··· Material provided ···

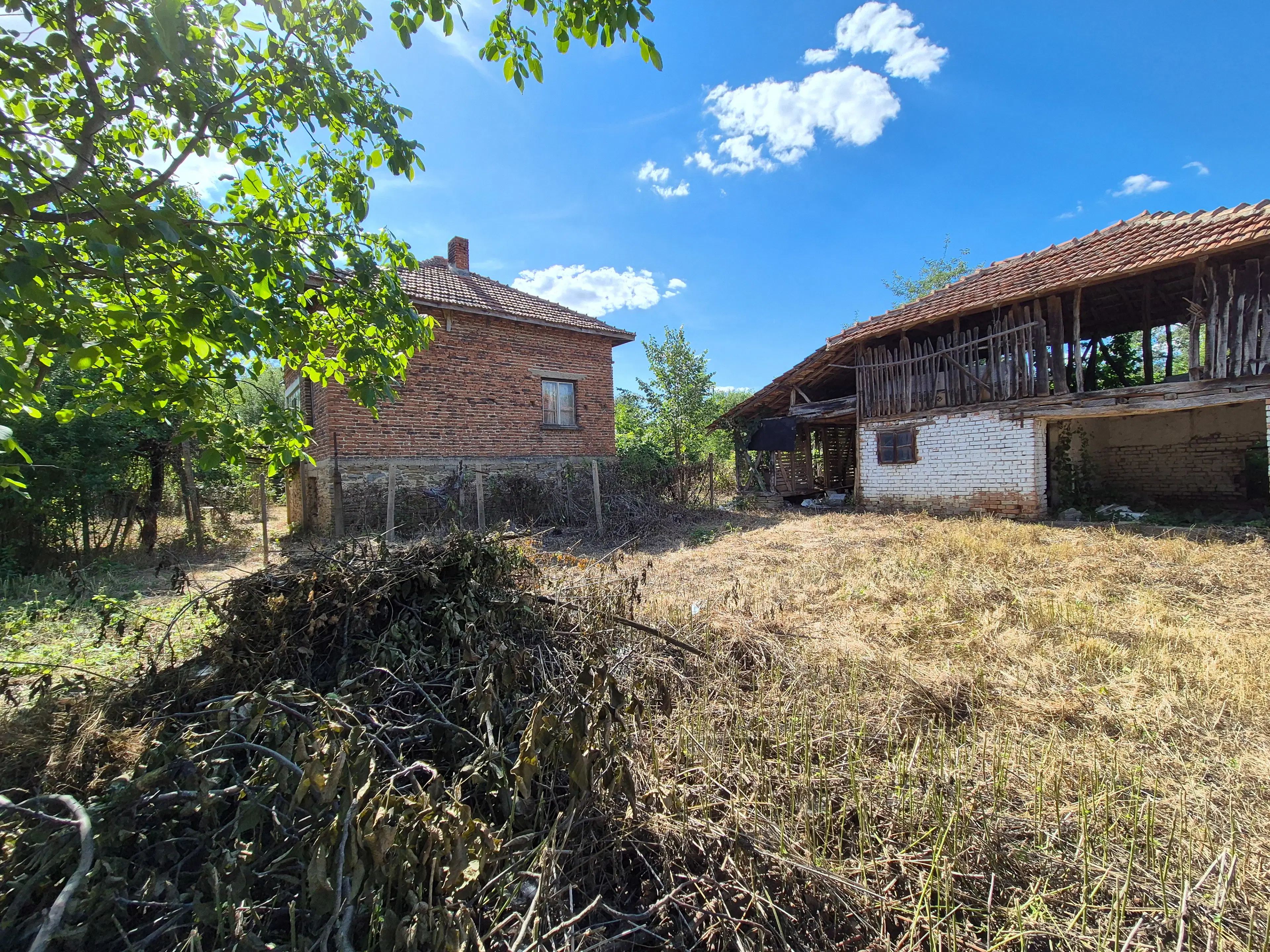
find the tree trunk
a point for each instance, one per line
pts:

···
··· Material provided ···

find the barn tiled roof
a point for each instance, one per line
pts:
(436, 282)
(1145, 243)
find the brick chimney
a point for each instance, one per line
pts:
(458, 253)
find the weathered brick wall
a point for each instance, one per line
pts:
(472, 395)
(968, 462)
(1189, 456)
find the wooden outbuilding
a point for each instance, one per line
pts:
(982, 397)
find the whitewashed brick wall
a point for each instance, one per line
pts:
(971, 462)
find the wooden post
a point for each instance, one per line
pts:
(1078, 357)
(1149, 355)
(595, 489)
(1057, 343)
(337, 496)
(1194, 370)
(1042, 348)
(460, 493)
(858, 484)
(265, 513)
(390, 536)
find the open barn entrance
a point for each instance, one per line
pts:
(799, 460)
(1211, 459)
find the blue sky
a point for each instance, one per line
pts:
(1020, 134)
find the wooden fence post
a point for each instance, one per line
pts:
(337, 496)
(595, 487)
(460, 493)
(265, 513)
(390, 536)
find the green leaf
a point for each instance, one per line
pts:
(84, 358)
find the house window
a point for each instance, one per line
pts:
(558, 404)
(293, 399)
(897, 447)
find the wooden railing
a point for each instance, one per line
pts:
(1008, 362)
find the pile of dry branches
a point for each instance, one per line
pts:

···
··· Material provided ···

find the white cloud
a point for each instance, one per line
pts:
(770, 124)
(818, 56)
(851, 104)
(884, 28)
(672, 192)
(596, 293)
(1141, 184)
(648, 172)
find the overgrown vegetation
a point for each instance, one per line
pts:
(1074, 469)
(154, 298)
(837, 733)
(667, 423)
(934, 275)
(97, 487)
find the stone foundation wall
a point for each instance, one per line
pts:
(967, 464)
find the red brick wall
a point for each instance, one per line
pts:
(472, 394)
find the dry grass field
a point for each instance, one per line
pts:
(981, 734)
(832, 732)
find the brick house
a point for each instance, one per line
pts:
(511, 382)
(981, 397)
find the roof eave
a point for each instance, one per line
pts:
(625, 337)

···

Exercise brief> Please identify every line in the listing above that contains the word "post" and copy each of those lines.

Worked solution>
find the wooden post
find the wooden fence post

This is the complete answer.